BEGIN SUPPLIED DATA

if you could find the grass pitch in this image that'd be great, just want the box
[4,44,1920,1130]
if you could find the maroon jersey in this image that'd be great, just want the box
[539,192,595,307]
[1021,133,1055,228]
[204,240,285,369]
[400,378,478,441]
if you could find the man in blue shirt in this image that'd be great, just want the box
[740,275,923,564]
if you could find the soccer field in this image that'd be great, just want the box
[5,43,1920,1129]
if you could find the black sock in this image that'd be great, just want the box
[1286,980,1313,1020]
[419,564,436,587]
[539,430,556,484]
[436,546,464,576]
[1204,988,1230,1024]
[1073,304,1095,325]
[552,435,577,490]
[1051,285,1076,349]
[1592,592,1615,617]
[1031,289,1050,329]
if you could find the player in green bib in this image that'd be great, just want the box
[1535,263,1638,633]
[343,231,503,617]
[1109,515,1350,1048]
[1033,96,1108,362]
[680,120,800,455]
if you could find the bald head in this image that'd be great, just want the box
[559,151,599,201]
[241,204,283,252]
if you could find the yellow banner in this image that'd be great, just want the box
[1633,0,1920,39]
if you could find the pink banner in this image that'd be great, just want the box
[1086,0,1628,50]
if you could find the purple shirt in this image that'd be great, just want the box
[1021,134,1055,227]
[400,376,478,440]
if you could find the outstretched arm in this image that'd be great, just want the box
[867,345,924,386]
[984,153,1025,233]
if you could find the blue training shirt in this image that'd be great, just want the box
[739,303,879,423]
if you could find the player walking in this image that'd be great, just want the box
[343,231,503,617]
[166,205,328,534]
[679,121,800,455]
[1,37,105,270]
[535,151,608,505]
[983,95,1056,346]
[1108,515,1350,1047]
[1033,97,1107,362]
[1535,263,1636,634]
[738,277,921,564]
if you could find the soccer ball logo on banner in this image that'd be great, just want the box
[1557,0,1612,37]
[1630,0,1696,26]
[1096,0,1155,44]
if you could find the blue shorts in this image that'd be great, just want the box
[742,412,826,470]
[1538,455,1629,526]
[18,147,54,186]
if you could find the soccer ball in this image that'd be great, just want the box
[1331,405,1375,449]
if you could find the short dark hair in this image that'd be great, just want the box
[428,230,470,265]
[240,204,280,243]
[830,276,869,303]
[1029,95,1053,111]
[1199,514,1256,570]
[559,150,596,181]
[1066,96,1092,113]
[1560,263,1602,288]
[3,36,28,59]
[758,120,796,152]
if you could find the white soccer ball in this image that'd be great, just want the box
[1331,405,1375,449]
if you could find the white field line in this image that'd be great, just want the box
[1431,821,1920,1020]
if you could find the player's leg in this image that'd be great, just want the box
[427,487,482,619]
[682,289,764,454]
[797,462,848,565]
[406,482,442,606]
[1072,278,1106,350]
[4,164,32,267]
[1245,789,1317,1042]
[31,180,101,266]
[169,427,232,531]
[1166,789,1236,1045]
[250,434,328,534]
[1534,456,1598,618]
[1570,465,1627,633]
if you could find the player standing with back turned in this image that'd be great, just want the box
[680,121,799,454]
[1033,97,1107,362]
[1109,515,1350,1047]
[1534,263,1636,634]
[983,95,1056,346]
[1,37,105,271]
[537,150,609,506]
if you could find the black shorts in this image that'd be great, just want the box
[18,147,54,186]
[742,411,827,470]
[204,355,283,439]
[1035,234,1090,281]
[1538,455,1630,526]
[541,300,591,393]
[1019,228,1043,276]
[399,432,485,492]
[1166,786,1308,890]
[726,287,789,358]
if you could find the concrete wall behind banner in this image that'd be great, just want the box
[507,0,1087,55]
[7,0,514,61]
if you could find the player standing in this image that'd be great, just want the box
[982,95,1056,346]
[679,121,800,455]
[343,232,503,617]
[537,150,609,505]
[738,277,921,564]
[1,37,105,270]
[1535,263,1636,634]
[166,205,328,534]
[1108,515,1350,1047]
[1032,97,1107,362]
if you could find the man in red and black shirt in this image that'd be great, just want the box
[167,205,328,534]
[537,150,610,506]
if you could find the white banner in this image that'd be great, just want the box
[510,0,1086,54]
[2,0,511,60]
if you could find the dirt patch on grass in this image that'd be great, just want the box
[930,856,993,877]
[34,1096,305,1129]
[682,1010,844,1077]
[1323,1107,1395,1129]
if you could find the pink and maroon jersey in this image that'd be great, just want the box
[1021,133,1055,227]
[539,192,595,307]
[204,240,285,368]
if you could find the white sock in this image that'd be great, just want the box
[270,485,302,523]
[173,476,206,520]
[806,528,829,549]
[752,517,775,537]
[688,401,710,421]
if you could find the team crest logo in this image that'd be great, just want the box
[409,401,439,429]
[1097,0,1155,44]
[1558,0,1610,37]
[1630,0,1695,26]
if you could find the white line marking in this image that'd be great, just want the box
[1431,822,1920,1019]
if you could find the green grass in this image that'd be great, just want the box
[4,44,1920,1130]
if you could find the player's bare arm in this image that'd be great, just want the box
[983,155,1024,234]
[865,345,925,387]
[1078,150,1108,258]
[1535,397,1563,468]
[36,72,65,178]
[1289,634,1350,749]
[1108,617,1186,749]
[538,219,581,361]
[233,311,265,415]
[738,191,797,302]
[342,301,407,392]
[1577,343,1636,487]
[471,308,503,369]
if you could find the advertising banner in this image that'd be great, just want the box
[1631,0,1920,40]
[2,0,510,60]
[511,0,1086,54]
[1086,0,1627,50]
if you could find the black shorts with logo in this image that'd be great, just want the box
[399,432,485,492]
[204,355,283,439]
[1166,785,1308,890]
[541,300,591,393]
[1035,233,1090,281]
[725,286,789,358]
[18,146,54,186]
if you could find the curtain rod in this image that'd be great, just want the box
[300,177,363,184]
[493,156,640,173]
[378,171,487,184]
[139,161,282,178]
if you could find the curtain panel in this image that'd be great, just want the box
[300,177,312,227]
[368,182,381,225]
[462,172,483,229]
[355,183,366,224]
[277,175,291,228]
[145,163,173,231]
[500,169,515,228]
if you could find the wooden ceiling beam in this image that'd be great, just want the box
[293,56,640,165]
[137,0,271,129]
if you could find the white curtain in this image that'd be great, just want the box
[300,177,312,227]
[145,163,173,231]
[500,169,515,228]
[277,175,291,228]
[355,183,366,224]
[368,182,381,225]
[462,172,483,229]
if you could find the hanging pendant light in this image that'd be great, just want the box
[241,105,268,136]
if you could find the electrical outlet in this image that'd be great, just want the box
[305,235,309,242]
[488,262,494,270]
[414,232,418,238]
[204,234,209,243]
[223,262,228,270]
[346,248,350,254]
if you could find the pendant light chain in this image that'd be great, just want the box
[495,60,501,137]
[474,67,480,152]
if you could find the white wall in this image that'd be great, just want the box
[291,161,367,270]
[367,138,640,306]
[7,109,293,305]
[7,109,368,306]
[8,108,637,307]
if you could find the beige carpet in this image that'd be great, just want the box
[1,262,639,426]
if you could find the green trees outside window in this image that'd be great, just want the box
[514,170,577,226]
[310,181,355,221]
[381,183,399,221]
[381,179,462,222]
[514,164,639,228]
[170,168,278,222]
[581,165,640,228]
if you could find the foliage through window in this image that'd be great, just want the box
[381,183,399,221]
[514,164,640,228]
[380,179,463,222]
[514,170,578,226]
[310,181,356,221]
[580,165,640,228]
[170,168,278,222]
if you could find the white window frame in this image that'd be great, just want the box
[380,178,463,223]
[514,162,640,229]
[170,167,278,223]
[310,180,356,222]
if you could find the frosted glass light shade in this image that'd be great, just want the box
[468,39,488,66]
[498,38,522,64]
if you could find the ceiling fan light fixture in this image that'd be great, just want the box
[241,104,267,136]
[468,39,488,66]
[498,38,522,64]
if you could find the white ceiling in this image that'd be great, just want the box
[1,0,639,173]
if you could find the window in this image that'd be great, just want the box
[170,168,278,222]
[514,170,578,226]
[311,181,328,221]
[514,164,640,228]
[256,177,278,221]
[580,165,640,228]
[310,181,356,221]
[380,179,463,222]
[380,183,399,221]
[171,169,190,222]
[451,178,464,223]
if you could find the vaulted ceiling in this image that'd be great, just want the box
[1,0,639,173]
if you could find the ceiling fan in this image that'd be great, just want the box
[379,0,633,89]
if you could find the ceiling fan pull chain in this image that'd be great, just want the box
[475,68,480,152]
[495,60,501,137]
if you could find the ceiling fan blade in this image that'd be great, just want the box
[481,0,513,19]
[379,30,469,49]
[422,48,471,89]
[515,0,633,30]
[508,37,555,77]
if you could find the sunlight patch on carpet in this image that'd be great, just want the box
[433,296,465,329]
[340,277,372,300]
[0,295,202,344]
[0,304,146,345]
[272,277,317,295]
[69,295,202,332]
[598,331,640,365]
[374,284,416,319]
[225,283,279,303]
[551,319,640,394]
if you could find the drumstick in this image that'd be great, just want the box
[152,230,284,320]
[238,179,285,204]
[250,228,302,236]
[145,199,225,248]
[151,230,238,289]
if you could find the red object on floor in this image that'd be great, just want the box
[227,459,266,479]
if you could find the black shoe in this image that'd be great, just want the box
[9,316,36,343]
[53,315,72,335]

END SUPPLIED DATA

- **WORK REQUEST**
Only the line containing "if you could find the white window" and the lines after it, through the end of the data, should be copied, exactly as they are.

- **REPLY TO THE EXERCISE**
if you could find the white window frame in this image that'd be great, just want the box
[380,178,463,223]
[514,162,640,229]
[170,167,278,223]
[310,180,356,222]
if you could find the frosted glass light shade in this image that'd be great, just want the box
[468,39,488,66]
[498,38,522,64]
if you could find the ceiling fan light fixture in this image that'd be great, just want the box
[241,104,267,136]
[468,39,488,66]
[498,38,522,64]
if you could find the white ceiling in this image that'd be great, just want the box
[1,0,639,173]
if you could find the window in this image that'd be great, just want the box
[170,168,278,222]
[514,170,578,226]
[311,181,328,221]
[514,164,640,228]
[256,177,278,221]
[580,165,640,228]
[310,181,356,221]
[380,179,463,222]
[380,183,399,221]
[171,169,190,222]
[451,178,464,223]
if you could find the vaulted ceiling in this image that'd be great, just want the box
[1,0,639,173]
if you could find the ceiling fan in this image that'd be great, just want the box
[379,0,633,89]
if you could find the ceiling fan pull chain in this image that'd be great, just want the box
[475,68,480,152]
[495,60,501,137]
if you could find the ceiling fan blade in this image that'd be great, just want the box
[481,0,513,19]
[379,30,469,49]
[422,48,471,89]
[515,0,633,30]
[508,37,555,77]
if you could find the sunlight patch on carpet in this image that'd be great, just want the box
[433,296,465,329]
[340,277,372,300]
[0,295,202,344]
[0,304,146,345]
[272,277,317,295]
[69,295,202,332]
[598,331,640,365]
[374,284,416,319]
[225,283,279,303]
[551,319,640,394]
if you could find the drumstick in this image that'd be great, just want the box
[152,230,284,320]
[238,179,285,204]
[250,228,302,236]
[145,199,225,248]
[151,230,238,289]
if you could find the red object on floor in this image that'd be great, just want the box
[227,459,266,479]
if you could find the black shoe in this image that'd be great, just want the box
[9,316,36,343]
[53,315,72,335]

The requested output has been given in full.